Set task | Copy every one of the rows below word for word, but leave the pictures out of your answer.

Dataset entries
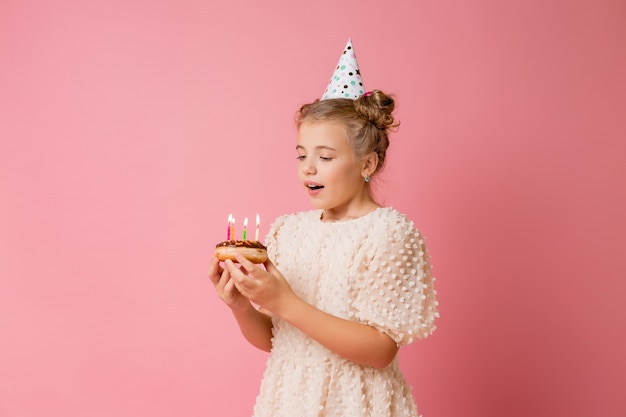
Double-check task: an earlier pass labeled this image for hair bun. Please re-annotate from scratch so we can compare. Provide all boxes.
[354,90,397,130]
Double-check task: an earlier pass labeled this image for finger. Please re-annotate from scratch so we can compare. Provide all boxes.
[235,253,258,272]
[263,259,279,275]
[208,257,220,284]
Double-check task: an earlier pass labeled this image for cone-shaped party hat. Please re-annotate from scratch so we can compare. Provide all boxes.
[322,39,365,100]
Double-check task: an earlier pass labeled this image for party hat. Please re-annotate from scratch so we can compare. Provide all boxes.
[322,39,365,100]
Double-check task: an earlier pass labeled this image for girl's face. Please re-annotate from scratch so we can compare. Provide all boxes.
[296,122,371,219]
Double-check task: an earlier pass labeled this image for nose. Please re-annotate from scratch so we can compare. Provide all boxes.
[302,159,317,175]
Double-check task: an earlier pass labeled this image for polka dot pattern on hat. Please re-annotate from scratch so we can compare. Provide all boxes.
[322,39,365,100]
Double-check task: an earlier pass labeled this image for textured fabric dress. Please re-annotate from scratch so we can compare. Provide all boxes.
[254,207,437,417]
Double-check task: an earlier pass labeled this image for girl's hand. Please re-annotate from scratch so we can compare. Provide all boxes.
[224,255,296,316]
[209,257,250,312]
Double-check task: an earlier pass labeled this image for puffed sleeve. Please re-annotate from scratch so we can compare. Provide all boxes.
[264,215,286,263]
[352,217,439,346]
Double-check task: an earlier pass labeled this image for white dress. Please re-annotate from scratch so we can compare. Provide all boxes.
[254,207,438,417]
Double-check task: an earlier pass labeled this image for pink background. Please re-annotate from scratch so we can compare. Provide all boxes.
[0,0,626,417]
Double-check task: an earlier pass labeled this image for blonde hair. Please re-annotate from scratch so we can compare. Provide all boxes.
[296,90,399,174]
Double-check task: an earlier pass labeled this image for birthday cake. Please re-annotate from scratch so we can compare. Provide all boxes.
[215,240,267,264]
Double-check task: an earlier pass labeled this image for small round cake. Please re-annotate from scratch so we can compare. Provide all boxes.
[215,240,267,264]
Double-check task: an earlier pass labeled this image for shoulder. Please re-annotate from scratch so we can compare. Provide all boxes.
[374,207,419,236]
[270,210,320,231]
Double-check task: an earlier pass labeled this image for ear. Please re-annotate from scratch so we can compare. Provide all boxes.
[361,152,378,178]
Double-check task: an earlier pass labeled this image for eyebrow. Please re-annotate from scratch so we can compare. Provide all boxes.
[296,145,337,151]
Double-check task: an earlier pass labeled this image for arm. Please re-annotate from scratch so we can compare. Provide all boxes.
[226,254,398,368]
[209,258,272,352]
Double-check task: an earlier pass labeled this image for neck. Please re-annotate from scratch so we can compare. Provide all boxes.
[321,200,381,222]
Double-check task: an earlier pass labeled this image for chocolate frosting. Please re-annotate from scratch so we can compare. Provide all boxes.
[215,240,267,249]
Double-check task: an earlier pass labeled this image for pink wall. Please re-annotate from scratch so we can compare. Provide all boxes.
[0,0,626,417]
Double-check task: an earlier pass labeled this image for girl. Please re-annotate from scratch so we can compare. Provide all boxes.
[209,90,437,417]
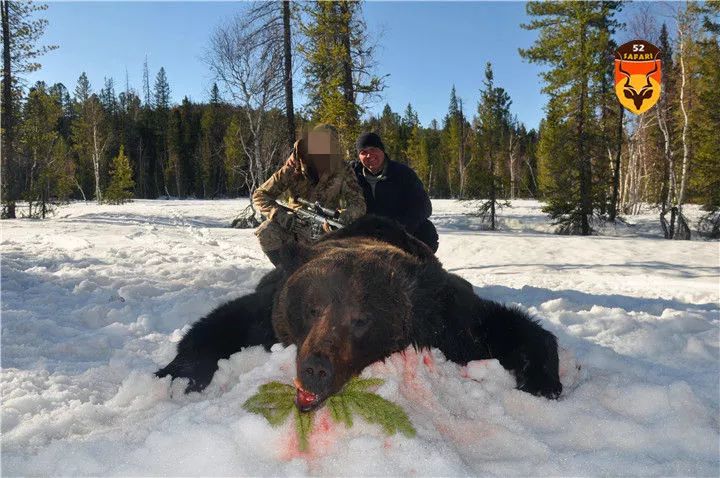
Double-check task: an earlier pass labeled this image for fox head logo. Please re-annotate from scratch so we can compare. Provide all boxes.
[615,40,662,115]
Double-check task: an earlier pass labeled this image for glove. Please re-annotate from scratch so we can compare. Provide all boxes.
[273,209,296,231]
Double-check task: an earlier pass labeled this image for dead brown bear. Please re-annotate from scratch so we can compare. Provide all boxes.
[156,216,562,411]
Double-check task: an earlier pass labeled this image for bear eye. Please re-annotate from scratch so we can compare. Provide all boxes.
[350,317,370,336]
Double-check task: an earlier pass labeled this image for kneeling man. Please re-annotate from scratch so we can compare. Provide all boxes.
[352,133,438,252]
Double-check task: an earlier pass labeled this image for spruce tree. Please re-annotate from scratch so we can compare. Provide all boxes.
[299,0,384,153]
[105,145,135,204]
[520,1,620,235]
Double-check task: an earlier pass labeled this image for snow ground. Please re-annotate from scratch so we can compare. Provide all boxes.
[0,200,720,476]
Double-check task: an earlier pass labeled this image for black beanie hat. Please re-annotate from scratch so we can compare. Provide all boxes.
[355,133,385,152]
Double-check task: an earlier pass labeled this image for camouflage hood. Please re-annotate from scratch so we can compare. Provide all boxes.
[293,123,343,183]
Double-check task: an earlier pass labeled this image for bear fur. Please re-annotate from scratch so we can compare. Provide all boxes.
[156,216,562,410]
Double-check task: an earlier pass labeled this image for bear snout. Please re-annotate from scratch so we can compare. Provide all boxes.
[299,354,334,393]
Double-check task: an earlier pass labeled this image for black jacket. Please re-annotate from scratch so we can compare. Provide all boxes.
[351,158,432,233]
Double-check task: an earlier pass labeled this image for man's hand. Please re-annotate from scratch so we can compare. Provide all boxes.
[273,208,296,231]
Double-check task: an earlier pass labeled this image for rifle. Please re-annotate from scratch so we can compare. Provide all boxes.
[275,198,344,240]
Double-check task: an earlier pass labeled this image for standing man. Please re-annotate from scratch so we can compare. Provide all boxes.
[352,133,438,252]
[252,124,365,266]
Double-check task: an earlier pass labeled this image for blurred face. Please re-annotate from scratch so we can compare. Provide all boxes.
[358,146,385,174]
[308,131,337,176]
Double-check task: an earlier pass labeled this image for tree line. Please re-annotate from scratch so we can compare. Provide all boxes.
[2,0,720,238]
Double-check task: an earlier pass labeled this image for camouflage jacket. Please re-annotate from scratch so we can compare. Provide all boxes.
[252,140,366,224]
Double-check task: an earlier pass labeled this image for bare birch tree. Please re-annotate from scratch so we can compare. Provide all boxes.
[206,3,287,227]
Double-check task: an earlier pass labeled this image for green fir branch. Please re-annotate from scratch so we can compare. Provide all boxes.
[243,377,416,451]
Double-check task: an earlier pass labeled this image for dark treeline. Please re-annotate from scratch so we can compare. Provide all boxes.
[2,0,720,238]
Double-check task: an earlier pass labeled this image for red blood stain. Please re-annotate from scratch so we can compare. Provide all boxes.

Problem solution |
Double-check task: an earlier pass labeled this image for hair bun. Please re-annotate from scratch so we can compare. Provide all boxes.
[354,90,397,130]
Double-check task: an earlier pass labeled this image for finger. Please re-annotate from scratch so we can compare. Provide all boxes.
[235,253,258,272]
[263,259,279,275]
[208,257,220,284]
Double-check task: an earlier pass labeled this image for cone-shaped party hat. Please re-annotate from scratch so we can compare. Provide all boxes.
[322,39,365,100]
Double-check task: an earlier pass labeled this image for party hat. Please re-annotate from scratch so we can compare. Provide all boxes.
[322,39,365,100]
Double-check task: an earlier pass labeled this image for girl's face. Please re-annotate from scratch so we can compare. Provide all boxes.
[296,122,371,219]
Double-check task: an earlier pass labeled this image for nose. Please re-annotate from scratch so we can compare. Provide all boxes.
[302,159,317,175]
Double-check task: an earlier pass labeled this image for polka dot pattern on hat. Please re-annotate from scratch so we can compare. Provide all boxes.
[322,39,365,100]
Double-check task: an earlier pass labeled this image for textured fabric dress. Please re-annotate from scratch so we can compare. Provide all boxes.
[254,207,437,417]
Double-check task: an earlier pass labeled this image for girl's hand. Please re-annotate from scratch so we can compare. Provide all boxes.
[224,255,296,316]
[209,257,250,312]
Double-check task: an earlier pass labeled this image for puffed sleeve. Please re-annotate from scratch so we can compare. Provide all boxes.
[264,215,286,263]
[352,217,439,346]
Double-check task: an earlier pass labeled this image for white dress. Please re-annotate from scratch so we can compare. Provide all boxes.
[254,207,438,417]
Double-check task: an earlier pass labeled this image for pink background. Please re-annotate from scratch so we can compare. Provide all boxes.
[0,0,626,417]
Double-check task: an earlier pass labeled this image for blonde hair. Please re-annotate from scratch so we can compare. Provide all boxes.
[296,90,399,174]
Double-check task: an earlier pass labeled this image for birthday cake. Please re-annotate from scratch so we can compare. Provide all boxes.
[215,240,267,264]
Double-check task: an earlier pass labeled this image for small round cake. Please re-annotate from scratch so we can compare. Provide all boxes.
[215,240,267,264]
Double-check task: an earlier pass labeled this image for shoulder. Please re-annotate from scratch so we can compare. Provide all boxes.
[374,207,419,236]
[270,210,320,231]
Double-check task: an earlier pass labeled this image for ear. Please re-annotate from scratch so we can compare. Provide all boxes.
[361,152,378,178]
Double-check task: an earlier pass labeled this image for eyebrow. Please re-annotate from scratch so we can compare. Provide all boxes.
[296,145,337,151]
Double-check task: an earlier pass labeled this image for arm. Please re-annotate from scratch so we can compare. Provide all boxes.
[226,254,398,368]
[209,258,272,352]
Double-check task: an earlier pass labeled this image for neck. Please re-annotate from scratch so we can compare. Provide all boxes.
[321,200,381,222]
Double-check task: an earlier pass labeled this image for chocolate frosting. Please re-annotate from scratch so we can compare. Provide all boxes.
[215,240,267,249]
Double-check task: an earlier pass labeled this image for pink wall. Please re-annotate from scratch so we can compare. Provide all boxes.
[0,0,626,417]
Double-check task: an earlier pass labeled this image for girl. Please re-annotate from scratch so we can compare. Provide all boxes.
[209,90,437,417]
Double-check task: an earlier pass labeled this image for fox head logo. Please re-annotate from scratch so we can compare. Provide all boxes.
[615,40,662,115]
Double-check task: an earlier pass labeled this image for glove. Please re-annotate from scratch so we can compare. Provide all boxes.
[273,209,296,231]
Double-check task: an earlier pass labeled this image for dead brown bear. Please re-annotate from scratch so we can compare. Provide all boxes.
[156,216,562,411]
Double-check task: an earlier pass labeled this image for bear eye. Please re-annotate from scratch so we can compare. Provide all boxes.
[350,317,370,336]
Double-check task: an earlier pass labeled this image for kneeling man. Please re-annotate from scratch so we can compare. Provide all boxes.
[352,133,438,252]
Double-check task: an earlier pass labeled this image for spruce tree. Please re-annotate from scratch so we can compare. Provide all boxes.
[299,0,384,153]
[105,145,135,204]
[520,1,620,235]
Double-check task: an earlier pass labeled this image for snow ground. Please re-annotate from scratch so we can compare. Provide all boxes.
[0,200,720,476]
Double-check task: an earlier pass labeled this image for black beanie hat. Please re-annotate from scratch so we can compare. Provide all boxes.
[355,133,385,152]
Double-check task: an earlier pass labeled this image for camouflage hood. Please re-annotate from scratch so we can compare. Provide all boxes.
[293,123,343,183]
Double-check task: an earlier pass labeled this image for bear fur. Please re-annotate from scratch so we can compare. Provide all boxes.
[156,216,562,410]
Double-check task: an earlier pass labeled this image for bear snout. Please re-annotate from scratch so we can compare. Provide all boxes.
[299,354,334,393]
Double-check task: an earlier pass labeled this image for black jacket. Please re-annotate from scratch so we can compare. Provide all boxes.
[351,158,432,233]
Double-check task: an earlier pass labeled this image for man's hand. Please re-annotate from scratch so we can compare. Provide all boxes.
[273,208,296,231]
Double-check task: an earlier pass labeled this image for rifle. Please re-annotate from scratch so we can compare. Provide all boxes.
[275,198,344,240]
Double-check task: an earlier pass labeled this image for standing man. Please re-annotate from scratch so we can compare. Provide all boxes.
[352,133,438,252]
[252,124,365,266]
Double-check task: an earlier pass labeled this image for blurred face. Please re-annotate from scratch so we can compare. Provide all boxes.
[358,146,385,174]
[308,131,337,176]
Double-check task: an earlier pass labeled this image for tree line. Please re-annotate from scratch so we can compare. Provide all boxes.
[2,0,720,238]
Double-check task: an earlier pass labeled this image for camouflage jacket. Please re-annotate from scratch so we can compare. Provide all boxes.
[252,140,366,224]
Double-check task: an earlier pass labeled this image for bare birch tree. Please re-annotate from scratch so we can compare. Provide all boxes.
[206,3,287,227]
Double-check task: an earlier pass labeled this image for green fir branch. Please re-annotate from scratch so we can compare. Provide all boxes.
[243,377,416,451]
Double-check task: an earlier pass labeled this image for dark treeline. Please re-annotate from scratch so we can compare. Provide all boxes.
[2,0,720,238]
Double-check task: an earlier pass labeled this image for red blood stain. Please re-annotate from scratch so we can compare. Provide all boxes.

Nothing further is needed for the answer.